- Theatrical release poster
- Directed by: S. P. Muthuraman
- Screenplay by: S. P. Muthuraman
- Story by: Mahendran
- Produced by: M. Santhinarayanan
- Starring: Kamal Haasan Sripriya Rajinikanth Sangeetha
- Cinematography: Babu
- Edited by: R. Vittal N. Damodaran
- Music by: Vijaya Bhaskar
- Production company: Swarnambika Productions
- Release date: 30 September 1977;
- Running time: 137 minutes
- Country: India
- Language: Tamil

= Aadu Puli Attam (1977 film) =

1977 film by S. P. Muthuraman

Aadu Puli Aattam is a 1977 Indian Tamil-language action film directed by S. P. Muthuraman, starring Kamal Haasan, Rajinikanth, Sangeetha and Sripriya. Later in 1978, S. P. Muthuraman remade the film in Telugu as Yetthuku Pai Yetthu. A few scenes were remade in Telugu with actors like Satyanarayana and Allu Ramalingaiah and the rest of the film was dubbed.

-=-=-

• [SET PROBLEM]: In the film article, who wrote the story for Aadu Puli Aattam?

Outline records:
-=-=-

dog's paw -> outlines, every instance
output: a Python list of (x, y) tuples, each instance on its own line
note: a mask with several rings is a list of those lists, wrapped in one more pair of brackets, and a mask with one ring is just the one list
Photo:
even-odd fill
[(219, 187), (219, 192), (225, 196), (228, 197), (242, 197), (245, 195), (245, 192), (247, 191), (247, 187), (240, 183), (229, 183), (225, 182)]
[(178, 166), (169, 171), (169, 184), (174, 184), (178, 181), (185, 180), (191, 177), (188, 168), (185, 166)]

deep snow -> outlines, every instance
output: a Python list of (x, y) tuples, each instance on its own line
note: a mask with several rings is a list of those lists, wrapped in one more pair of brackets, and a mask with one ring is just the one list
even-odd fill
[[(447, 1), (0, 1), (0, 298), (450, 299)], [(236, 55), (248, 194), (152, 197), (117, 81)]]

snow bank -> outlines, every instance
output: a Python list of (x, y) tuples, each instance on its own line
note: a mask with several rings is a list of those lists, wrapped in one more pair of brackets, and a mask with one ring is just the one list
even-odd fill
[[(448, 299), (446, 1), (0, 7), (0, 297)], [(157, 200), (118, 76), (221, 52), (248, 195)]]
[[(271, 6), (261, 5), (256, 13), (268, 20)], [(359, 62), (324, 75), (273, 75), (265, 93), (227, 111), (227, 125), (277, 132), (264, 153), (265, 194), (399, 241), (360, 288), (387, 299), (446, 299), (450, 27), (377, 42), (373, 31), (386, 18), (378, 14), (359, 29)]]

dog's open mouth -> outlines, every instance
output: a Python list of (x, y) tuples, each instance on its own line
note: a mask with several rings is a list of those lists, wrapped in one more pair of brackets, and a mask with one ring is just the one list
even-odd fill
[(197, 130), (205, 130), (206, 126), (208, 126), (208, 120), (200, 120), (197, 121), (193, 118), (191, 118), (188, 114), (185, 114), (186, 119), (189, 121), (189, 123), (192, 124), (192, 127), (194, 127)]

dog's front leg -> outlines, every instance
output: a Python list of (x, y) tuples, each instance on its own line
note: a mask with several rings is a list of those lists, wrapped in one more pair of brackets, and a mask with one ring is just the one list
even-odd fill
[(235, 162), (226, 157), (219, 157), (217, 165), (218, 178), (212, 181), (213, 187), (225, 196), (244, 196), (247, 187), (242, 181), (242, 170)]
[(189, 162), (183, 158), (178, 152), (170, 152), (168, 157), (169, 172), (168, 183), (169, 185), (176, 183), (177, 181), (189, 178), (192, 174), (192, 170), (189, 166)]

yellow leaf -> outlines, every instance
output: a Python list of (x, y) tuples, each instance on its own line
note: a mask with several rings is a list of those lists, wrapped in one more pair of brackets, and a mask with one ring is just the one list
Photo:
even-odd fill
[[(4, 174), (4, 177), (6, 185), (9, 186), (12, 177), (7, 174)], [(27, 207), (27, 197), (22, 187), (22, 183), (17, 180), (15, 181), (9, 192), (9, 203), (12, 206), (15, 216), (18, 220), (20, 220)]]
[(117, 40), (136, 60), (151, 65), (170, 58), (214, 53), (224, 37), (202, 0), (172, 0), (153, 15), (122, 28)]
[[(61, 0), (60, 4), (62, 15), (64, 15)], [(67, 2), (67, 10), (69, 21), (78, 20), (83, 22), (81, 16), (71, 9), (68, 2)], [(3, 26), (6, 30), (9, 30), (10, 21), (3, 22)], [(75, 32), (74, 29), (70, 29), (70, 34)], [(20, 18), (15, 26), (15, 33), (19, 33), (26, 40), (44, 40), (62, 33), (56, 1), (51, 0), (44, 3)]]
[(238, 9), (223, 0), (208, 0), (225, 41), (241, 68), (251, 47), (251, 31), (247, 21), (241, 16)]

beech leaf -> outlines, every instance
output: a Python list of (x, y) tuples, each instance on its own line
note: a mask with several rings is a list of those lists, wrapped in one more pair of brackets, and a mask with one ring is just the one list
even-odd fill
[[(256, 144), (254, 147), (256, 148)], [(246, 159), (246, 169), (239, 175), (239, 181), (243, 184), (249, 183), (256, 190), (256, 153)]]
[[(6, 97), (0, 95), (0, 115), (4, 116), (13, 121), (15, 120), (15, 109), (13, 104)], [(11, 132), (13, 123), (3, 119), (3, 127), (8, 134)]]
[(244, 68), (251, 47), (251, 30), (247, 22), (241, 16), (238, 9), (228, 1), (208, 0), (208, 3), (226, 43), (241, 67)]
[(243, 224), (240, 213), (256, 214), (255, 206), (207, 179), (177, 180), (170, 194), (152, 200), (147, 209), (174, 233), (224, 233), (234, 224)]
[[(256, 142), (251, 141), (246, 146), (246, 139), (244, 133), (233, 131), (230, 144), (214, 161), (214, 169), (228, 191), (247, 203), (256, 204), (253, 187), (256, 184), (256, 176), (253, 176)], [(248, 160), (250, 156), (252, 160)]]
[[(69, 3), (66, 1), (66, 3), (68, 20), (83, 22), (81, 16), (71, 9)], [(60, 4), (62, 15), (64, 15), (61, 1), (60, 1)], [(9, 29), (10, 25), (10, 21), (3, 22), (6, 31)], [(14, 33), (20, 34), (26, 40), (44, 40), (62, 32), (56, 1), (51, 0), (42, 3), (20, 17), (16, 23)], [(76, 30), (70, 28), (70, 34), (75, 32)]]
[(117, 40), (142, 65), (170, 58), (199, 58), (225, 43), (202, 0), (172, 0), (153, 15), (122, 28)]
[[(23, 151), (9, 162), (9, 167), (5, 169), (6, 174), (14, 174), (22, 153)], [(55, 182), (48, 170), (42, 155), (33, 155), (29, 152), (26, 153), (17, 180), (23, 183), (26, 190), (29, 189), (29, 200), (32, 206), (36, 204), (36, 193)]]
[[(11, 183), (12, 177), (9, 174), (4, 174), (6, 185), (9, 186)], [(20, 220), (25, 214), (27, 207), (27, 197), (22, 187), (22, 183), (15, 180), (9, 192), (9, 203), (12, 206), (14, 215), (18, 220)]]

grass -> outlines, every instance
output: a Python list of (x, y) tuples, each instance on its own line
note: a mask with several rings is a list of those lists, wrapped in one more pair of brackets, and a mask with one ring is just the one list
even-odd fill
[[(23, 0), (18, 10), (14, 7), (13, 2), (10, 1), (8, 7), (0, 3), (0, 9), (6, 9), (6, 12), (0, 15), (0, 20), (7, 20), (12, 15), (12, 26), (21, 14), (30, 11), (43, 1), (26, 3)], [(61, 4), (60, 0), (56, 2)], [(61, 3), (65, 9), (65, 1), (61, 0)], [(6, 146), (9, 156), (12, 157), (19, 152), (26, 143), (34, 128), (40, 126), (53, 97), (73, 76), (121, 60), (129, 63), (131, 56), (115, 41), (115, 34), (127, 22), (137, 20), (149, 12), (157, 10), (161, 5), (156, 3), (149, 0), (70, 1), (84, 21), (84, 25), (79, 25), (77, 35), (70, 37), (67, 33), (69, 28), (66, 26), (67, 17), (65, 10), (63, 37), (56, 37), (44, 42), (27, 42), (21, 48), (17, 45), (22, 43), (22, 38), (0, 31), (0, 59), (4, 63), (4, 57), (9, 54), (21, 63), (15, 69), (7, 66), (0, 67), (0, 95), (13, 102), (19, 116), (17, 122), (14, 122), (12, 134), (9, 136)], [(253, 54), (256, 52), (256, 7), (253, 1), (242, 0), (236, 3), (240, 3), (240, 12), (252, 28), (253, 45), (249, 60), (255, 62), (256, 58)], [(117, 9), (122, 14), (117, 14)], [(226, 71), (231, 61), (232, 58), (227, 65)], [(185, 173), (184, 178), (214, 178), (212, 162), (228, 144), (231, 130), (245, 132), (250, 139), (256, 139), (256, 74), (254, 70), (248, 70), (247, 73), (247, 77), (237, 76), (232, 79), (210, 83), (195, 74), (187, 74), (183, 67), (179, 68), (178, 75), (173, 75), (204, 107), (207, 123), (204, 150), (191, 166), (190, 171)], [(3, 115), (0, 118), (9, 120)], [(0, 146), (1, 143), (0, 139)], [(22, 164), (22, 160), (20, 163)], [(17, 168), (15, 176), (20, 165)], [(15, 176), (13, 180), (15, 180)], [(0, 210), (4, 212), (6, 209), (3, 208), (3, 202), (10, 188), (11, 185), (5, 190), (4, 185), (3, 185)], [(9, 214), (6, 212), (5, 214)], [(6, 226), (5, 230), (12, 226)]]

-=-=-

• [FULL ANSWER]: Mahendran